Labeled-object pointing entries
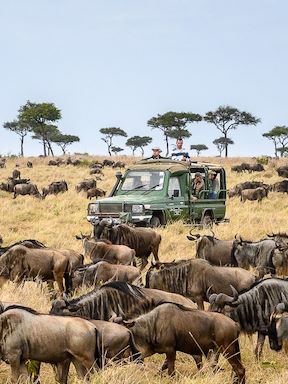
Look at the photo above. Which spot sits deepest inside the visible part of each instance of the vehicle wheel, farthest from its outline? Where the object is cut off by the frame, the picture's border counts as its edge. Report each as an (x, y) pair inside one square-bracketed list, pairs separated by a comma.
[(207, 221), (155, 222)]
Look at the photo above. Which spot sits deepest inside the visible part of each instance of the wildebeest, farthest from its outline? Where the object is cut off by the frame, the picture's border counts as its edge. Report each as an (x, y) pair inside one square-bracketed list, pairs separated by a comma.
[(280, 186), (26, 334), (20, 262), (105, 250), (260, 254), (108, 163), (26, 189), (252, 309), (16, 174), (119, 164), (143, 240), (101, 272), (192, 278), (54, 188), (95, 192), (215, 251), (282, 171), (116, 299), (278, 329), (254, 194), (169, 328), (85, 185)]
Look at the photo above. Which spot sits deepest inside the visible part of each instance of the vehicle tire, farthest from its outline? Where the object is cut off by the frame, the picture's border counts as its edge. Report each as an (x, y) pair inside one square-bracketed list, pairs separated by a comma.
[(155, 222), (207, 221)]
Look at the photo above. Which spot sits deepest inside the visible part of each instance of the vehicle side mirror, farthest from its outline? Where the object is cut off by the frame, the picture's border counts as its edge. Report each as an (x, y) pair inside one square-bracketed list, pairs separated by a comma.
[(175, 193)]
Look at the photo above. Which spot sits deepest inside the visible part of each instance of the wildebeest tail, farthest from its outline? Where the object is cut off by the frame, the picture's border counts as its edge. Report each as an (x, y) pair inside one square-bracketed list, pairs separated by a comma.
[(136, 354)]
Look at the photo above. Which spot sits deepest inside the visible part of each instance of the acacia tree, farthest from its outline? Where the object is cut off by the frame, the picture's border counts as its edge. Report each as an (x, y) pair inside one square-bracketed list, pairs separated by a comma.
[(221, 143), (63, 141), (116, 150), (279, 136), (173, 124), (40, 118), (138, 142), (226, 118), (21, 129), (198, 148), (109, 134)]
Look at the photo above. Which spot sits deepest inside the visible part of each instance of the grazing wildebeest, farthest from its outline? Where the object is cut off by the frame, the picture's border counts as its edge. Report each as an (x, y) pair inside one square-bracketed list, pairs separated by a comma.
[(143, 240), (169, 328), (116, 299), (101, 272), (192, 278), (238, 188), (55, 188), (20, 262), (95, 192), (282, 171), (280, 186), (217, 252), (278, 329), (108, 163), (105, 250), (254, 194), (27, 189), (25, 334), (260, 254), (119, 164), (16, 174), (31, 243), (85, 185), (252, 309)]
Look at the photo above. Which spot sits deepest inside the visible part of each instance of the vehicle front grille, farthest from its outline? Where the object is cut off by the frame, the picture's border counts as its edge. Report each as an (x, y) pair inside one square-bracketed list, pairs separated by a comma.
[(110, 208)]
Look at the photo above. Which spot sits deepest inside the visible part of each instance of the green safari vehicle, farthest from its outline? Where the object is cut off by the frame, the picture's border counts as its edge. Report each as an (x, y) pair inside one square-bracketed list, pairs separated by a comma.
[(156, 192)]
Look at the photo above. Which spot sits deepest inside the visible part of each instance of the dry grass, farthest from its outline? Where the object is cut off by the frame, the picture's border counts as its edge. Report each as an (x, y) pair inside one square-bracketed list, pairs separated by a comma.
[(56, 220)]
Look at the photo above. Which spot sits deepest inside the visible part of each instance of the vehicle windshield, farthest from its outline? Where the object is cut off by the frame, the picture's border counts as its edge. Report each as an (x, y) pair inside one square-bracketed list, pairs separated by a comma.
[(143, 181)]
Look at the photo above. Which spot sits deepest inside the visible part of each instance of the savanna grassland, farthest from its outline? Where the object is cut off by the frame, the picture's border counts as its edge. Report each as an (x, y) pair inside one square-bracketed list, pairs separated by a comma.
[(56, 220)]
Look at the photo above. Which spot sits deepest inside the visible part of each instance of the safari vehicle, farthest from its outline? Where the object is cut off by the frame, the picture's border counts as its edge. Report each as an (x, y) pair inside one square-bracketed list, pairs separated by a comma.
[(155, 192)]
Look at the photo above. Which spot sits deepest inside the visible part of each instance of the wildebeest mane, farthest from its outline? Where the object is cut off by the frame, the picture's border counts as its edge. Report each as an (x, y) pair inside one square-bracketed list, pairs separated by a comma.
[(255, 306)]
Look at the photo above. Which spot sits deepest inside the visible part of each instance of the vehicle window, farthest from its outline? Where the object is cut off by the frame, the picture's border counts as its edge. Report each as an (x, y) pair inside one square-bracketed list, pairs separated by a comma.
[(143, 181), (173, 186)]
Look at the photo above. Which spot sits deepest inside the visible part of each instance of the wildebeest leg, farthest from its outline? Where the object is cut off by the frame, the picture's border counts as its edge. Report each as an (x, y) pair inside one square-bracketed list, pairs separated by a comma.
[(171, 357), (61, 371), (232, 354), (259, 345)]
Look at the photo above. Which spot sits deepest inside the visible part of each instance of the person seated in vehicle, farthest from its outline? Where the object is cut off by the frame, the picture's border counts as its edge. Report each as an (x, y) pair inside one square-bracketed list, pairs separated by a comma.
[(214, 185), (179, 152), (197, 185)]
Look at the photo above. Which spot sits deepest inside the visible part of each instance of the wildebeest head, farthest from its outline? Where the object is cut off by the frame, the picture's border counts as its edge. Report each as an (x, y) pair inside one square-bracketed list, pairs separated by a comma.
[(278, 329)]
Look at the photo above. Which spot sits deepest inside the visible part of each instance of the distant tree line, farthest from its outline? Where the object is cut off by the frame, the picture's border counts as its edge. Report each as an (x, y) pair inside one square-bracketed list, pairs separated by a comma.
[(41, 121)]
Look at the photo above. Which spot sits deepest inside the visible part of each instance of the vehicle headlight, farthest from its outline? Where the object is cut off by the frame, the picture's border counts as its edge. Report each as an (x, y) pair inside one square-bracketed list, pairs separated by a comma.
[(93, 209), (137, 208)]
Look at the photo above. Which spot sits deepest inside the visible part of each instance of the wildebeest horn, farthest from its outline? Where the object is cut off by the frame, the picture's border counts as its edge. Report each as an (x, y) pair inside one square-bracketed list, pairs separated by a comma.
[(234, 292)]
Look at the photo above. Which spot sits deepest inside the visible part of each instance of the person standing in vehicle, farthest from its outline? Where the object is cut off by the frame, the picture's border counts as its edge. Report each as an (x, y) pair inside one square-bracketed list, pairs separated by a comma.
[(180, 153)]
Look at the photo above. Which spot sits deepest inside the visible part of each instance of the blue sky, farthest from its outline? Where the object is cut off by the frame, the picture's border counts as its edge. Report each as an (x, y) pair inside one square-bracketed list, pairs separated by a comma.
[(118, 63)]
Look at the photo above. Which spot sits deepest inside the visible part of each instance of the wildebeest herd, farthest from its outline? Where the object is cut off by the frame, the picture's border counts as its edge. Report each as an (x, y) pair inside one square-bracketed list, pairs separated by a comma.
[(118, 320)]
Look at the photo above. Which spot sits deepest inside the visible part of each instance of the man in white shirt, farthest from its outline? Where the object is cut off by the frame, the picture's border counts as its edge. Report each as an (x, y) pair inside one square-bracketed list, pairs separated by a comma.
[(180, 153)]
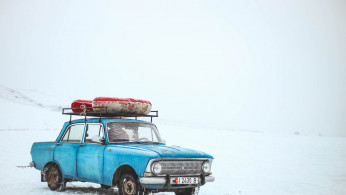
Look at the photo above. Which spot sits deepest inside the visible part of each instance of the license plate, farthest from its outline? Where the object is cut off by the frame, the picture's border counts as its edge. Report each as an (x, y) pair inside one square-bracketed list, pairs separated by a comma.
[(186, 180)]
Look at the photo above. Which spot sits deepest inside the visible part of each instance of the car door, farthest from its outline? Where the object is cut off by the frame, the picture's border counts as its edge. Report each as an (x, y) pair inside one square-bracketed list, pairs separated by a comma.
[(65, 152), (90, 154)]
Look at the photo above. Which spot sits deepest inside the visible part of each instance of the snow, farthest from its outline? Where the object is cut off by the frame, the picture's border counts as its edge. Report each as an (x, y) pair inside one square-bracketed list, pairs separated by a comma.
[(245, 162), (252, 163)]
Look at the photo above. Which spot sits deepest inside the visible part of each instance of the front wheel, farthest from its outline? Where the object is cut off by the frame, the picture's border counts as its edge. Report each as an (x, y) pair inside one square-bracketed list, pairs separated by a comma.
[(188, 191), (55, 180), (128, 185)]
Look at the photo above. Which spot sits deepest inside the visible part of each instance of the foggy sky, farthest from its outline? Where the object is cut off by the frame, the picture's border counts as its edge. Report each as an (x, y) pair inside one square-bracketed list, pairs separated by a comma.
[(272, 66)]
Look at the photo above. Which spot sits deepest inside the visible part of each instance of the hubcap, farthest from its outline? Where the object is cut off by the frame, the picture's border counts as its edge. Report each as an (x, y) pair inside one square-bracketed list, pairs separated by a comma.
[(128, 187)]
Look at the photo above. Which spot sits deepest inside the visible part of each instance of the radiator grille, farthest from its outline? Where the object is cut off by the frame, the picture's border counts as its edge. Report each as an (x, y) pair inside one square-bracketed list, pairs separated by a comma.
[(181, 167)]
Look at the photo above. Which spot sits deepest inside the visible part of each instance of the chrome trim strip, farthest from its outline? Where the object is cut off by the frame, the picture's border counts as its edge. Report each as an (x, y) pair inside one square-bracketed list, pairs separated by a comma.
[(148, 168)]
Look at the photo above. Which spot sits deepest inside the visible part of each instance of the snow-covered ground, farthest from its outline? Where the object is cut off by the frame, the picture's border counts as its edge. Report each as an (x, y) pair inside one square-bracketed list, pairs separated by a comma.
[(245, 163), (248, 163)]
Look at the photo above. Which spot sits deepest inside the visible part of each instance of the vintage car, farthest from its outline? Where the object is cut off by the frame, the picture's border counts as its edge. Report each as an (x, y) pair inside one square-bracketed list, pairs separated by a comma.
[(122, 152)]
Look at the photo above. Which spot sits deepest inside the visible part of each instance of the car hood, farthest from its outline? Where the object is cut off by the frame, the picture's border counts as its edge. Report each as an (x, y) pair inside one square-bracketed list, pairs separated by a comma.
[(170, 151)]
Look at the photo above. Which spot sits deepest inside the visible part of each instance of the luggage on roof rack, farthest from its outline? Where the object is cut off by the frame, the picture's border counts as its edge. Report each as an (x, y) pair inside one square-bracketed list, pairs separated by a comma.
[(85, 111)]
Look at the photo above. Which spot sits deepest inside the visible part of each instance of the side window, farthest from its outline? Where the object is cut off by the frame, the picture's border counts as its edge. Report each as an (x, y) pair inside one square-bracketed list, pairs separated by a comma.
[(93, 130), (73, 133)]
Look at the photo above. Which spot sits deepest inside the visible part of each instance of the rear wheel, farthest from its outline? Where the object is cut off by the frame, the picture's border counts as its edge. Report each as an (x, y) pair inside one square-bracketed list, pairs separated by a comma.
[(128, 185), (54, 178)]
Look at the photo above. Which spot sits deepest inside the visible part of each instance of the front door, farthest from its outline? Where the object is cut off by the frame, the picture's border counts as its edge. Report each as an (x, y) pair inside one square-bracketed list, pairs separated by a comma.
[(65, 152), (90, 154)]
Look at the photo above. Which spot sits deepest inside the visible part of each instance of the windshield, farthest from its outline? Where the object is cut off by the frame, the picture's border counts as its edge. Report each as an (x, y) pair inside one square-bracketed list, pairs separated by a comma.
[(132, 132)]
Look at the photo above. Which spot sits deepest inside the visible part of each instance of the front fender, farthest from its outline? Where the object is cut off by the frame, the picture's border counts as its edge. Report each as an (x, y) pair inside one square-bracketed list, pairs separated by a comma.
[(118, 155)]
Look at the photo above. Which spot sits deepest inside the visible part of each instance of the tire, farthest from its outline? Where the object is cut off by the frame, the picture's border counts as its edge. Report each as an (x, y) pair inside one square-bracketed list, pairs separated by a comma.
[(187, 191), (128, 185), (54, 178)]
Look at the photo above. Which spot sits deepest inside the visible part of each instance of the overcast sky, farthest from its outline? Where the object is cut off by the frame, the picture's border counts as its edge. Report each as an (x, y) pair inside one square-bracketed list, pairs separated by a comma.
[(272, 66)]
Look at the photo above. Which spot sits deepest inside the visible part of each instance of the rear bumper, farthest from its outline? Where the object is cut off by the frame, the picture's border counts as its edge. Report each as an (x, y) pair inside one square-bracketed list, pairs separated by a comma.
[(164, 180)]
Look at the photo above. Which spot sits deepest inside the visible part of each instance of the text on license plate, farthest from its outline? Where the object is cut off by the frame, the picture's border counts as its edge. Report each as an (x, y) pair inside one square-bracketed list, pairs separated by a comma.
[(186, 180)]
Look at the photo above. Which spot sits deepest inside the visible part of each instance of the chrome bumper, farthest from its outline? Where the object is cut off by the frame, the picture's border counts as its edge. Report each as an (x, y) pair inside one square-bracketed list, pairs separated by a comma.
[(163, 180)]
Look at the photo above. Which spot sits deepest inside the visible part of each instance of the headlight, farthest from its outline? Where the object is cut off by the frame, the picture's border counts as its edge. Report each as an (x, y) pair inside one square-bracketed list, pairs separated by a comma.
[(156, 168), (206, 167)]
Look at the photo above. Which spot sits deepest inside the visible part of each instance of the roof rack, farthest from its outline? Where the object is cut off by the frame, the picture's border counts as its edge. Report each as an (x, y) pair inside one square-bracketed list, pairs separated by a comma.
[(84, 112)]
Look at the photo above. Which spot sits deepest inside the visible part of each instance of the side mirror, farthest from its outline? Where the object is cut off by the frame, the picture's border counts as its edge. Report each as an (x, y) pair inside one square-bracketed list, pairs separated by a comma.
[(97, 139)]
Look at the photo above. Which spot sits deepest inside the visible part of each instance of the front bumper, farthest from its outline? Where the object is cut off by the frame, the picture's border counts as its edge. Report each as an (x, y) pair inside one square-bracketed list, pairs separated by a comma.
[(170, 180)]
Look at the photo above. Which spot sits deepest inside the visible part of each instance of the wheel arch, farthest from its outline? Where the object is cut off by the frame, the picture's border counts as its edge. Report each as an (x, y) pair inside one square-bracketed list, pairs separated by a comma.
[(122, 170), (46, 167)]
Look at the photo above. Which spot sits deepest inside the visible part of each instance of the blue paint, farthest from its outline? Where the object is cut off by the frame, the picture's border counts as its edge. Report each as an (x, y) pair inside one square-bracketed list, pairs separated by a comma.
[(98, 162)]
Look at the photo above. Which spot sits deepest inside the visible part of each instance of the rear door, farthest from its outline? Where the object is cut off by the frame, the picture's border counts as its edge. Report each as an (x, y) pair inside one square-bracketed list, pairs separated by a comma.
[(90, 154), (65, 153)]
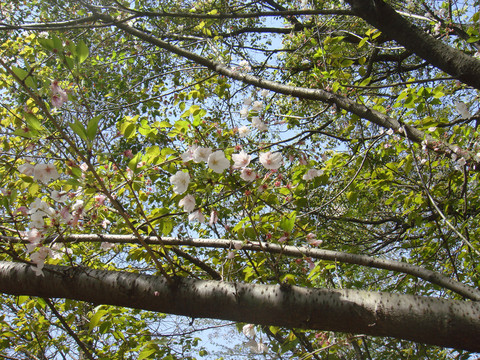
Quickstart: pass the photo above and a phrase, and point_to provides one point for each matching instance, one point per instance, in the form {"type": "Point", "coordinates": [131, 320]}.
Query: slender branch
{"type": "Point", "coordinates": [342, 102]}
{"type": "Point", "coordinates": [450, 323]}
{"type": "Point", "coordinates": [287, 250]}
{"type": "Point", "coordinates": [69, 330]}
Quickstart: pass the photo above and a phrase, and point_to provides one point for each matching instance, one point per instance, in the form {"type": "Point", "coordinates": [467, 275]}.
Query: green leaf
{"type": "Point", "coordinates": [95, 319]}
{"type": "Point", "coordinates": [79, 129]}
{"type": "Point", "coordinates": [82, 51]}
{"type": "Point", "coordinates": [288, 222]}
{"type": "Point", "coordinates": [33, 123]}
{"type": "Point", "coordinates": [25, 76]}
{"type": "Point", "coordinates": [92, 127]}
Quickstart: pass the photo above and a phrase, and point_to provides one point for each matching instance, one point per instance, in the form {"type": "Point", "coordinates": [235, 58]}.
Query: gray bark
{"type": "Point", "coordinates": [447, 323]}
{"type": "Point", "coordinates": [454, 62]}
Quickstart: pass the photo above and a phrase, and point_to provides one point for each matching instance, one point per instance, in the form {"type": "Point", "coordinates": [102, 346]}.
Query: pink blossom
{"type": "Point", "coordinates": [180, 181]}
{"type": "Point", "coordinates": [100, 199]}
{"type": "Point", "coordinates": [243, 131]}
{"type": "Point", "coordinates": [241, 160]}
{"type": "Point", "coordinates": [45, 172]}
{"type": "Point", "coordinates": [188, 203]}
{"type": "Point", "coordinates": [201, 154]}
{"type": "Point", "coordinates": [248, 174]}
{"type": "Point", "coordinates": [84, 167]}
{"type": "Point", "coordinates": [105, 223]}
{"type": "Point", "coordinates": [197, 216]}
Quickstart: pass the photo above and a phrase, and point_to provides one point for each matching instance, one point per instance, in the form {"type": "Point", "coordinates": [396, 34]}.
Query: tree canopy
{"type": "Point", "coordinates": [306, 169]}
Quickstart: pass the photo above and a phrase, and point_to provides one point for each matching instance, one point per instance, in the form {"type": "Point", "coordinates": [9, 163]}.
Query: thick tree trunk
{"type": "Point", "coordinates": [440, 322]}
{"type": "Point", "coordinates": [454, 62]}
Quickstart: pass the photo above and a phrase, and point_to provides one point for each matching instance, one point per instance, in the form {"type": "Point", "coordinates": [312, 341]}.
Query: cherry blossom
{"type": "Point", "coordinates": [105, 223]}
{"type": "Point", "coordinates": [245, 66]}
{"type": "Point", "coordinates": [188, 203]}
{"type": "Point", "coordinates": [241, 160]}
{"type": "Point", "coordinates": [38, 258]}
{"type": "Point", "coordinates": [218, 162]}
{"type": "Point", "coordinates": [180, 181]}
{"type": "Point", "coordinates": [244, 112]}
{"type": "Point", "coordinates": [243, 131]}
{"type": "Point", "coordinates": [201, 154]}
{"type": "Point", "coordinates": [271, 161]}
{"type": "Point", "coordinates": [197, 216]}
{"type": "Point", "coordinates": [188, 155]}
{"type": "Point", "coordinates": [100, 199]}
{"type": "Point", "coordinates": [45, 172]}
{"type": "Point", "coordinates": [84, 167]}
{"type": "Point", "coordinates": [58, 196]}
{"type": "Point", "coordinates": [311, 174]}
{"type": "Point", "coordinates": [257, 106]}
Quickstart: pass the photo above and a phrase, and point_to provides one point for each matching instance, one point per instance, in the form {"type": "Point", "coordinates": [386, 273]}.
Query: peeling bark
{"type": "Point", "coordinates": [447, 323]}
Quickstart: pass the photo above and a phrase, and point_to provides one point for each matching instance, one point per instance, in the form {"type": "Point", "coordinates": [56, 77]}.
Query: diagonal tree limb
{"type": "Point", "coordinates": [448, 59]}
{"type": "Point", "coordinates": [340, 101]}
{"type": "Point", "coordinates": [293, 251]}
{"type": "Point", "coordinates": [449, 323]}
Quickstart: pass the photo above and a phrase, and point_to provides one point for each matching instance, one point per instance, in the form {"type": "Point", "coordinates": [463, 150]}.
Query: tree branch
{"type": "Point", "coordinates": [440, 322]}
{"type": "Point", "coordinates": [293, 251]}
{"type": "Point", "coordinates": [452, 61]}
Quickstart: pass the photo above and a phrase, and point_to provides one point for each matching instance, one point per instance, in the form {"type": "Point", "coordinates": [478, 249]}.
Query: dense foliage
{"type": "Point", "coordinates": [280, 122]}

#### [TASK BRIEF]
Can you copy the lines of the data above verbatim, starting at the line with "front bumper, farthest" and continuing up to and including the line with "[(98, 162)]"?

#### [RESULT OF THIS TASK]
Look at the photo above. Which spot sits deepest inside the visible part of each instance of the front bumper, farthest from its outline? Where the object is cut off by the frame, the picture's border counts as its edge. Report each as an (x, y) pair inside one square-bracketed list, pairs separated by a comma.
[(170, 180)]
Look at the photo above. Which spot sits deepest inside the visible part of each instance of the wheel arch, farthest from its outline? Where the object is cut off by the frame, the picture's border counts as its edge. Report each as an (x, y) pair inside one square-bracketed list, pairs separated by a comma.
[(122, 170), (46, 167)]
Look at the photo above. Which spot sits deepest inside the visible part of each instance of the blue paint, farthest from its outline? Where the object is cut off by the frame, the picture's border counts as its edge. Report each as an (x, y) pair inside one square-bracketed list, pairs separated by a comma.
[(98, 162)]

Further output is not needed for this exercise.